_Excerpt provided:_
↓

From 1949 to the late 1980s, route 14 ran from Hornsey Rise to Putney (Monday to Friday) and to Kingston on weekends with a joint allocation between Putney Bridge garage and the original Holloway (Holloway Road) Garage (J) using RT type buses. The route number had previously been used for a service to Putney in the 1920s prior to the formation of the London Passenger Transport Board.

In 1957, the route was used as the basis for a New Scientist magazine study into congestion on London streets. Vehicles on the central section of the route between Euston and Hyde Park Corner were found to spend 68% of their time in motion, and only 11% on loading and unloading passengers.

The late 1980s saw revisions to the Northern end of the route. On 7 February 1987, the main route was cut back to run between Putney Heath Green Man and Euston (or Tottenham Court Road station Monday to Saturday evenings). The Sunday services consisted of a morning extension to Hornsey Rise, and a further extension to Turnpike Lane station, via Crouch End, on Sunday afternoons, with meal relief journeys running to Wood Green Garage. The withdrawn Euston to Hornsey Rise section was replaced by a new route 14A (now route 91). On 26 September the off peak Monday to Friday service was withdrawn between Tottenham Court Road and Euston. The Sunday afternoon service was withdrawn between Crouch End and Turnpike Lane on 26 March 1988.

↑

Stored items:
↓

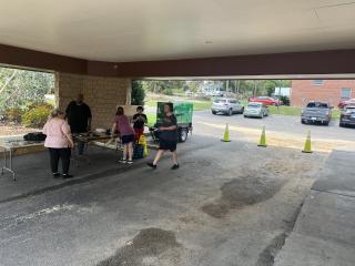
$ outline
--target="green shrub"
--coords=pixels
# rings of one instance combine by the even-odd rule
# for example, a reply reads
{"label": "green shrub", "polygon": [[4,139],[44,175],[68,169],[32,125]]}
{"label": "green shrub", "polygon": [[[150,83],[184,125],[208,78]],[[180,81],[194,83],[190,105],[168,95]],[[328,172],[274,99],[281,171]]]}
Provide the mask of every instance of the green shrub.
{"label": "green shrub", "polygon": [[11,122],[21,122],[22,120],[22,110],[19,108],[8,109],[4,113],[7,120]]}
{"label": "green shrub", "polygon": [[165,95],[173,95],[173,94],[174,94],[174,92],[173,92],[172,89],[166,89],[166,90],[163,91],[163,93],[164,93]]}
{"label": "green shrub", "polygon": [[22,115],[23,125],[31,127],[42,127],[45,124],[52,109],[53,108],[50,104],[33,106]]}
{"label": "green shrub", "polygon": [[284,103],[284,105],[290,106],[290,98],[288,96],[280,96],[280,100]]}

↑

_Directions:_
a - List every bus garage named in the route 14 history.
b - Continue the route 14 history from the point where it ends.

_Answers for each item:_
a -
Putney Bridge garage
Holloway (Holloway Road) Garage
Wood Green Garage

b -
Upon being re-tendered, London General commenced a new five-year contract from 23 November 2002. Midway through, on 23 July 2005, the AEC Routemasters were replaced by Volvo B7TL Wright Eclipse Gemini buses and on 13 January 2007, it was extended from Tottenham Court Road to Warren Street. London General commenced more contracts on 14 November 2009 and 19 November 2016; each of them is a 7-year contract.

On 15 June 2019, the route was withdrawn between Tottenham Court Road station and Warren Street and rerouted to Russell Square.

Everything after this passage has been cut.